§ ITEMS:
::::
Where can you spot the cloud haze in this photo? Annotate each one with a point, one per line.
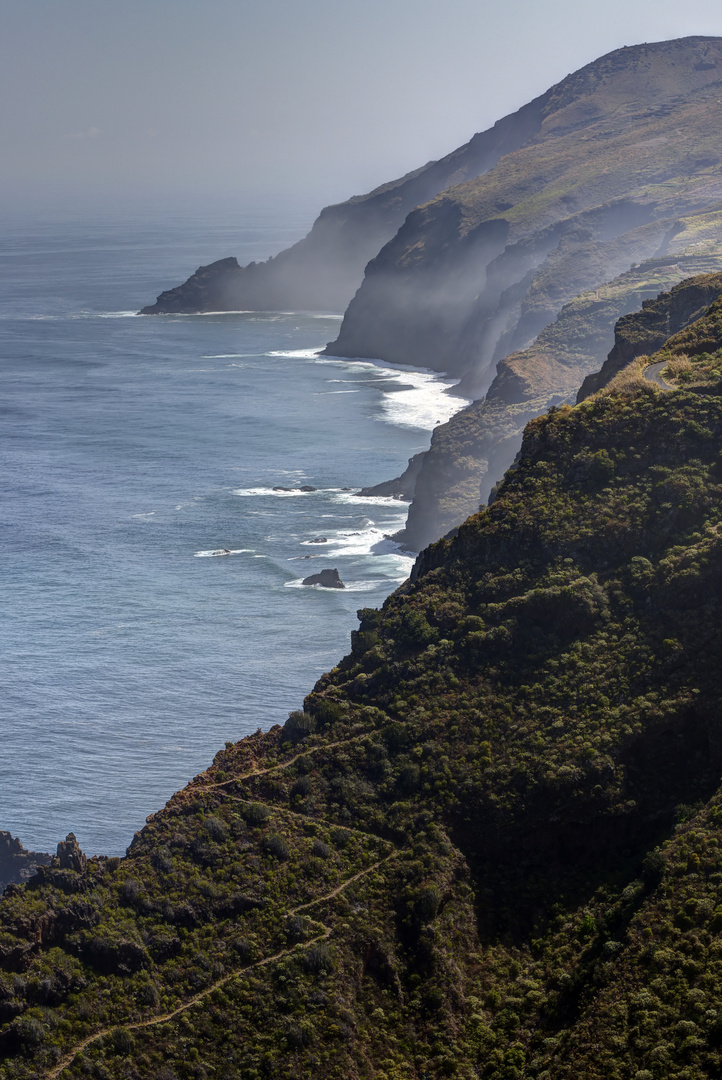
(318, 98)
::::
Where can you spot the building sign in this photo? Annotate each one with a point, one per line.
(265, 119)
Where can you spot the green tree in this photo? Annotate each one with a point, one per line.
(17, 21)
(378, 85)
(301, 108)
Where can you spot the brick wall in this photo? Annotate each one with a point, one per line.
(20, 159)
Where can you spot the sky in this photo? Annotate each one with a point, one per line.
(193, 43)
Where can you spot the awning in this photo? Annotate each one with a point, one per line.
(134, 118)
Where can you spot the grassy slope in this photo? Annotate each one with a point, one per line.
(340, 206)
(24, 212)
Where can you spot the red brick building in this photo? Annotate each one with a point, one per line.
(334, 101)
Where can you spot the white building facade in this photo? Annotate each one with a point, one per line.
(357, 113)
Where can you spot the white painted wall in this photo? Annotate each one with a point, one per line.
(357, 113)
::::
§ DIRECTION:
Identify each line in the data above that contains the word "white", and copy every such line.

§ COMPLETE ANSWER:
Where can you spot the white building facade in this photo? Annotate each one with a point, one per line.
Where can you spot the white painted wall in this photo? Annotate each one with a point, one per line.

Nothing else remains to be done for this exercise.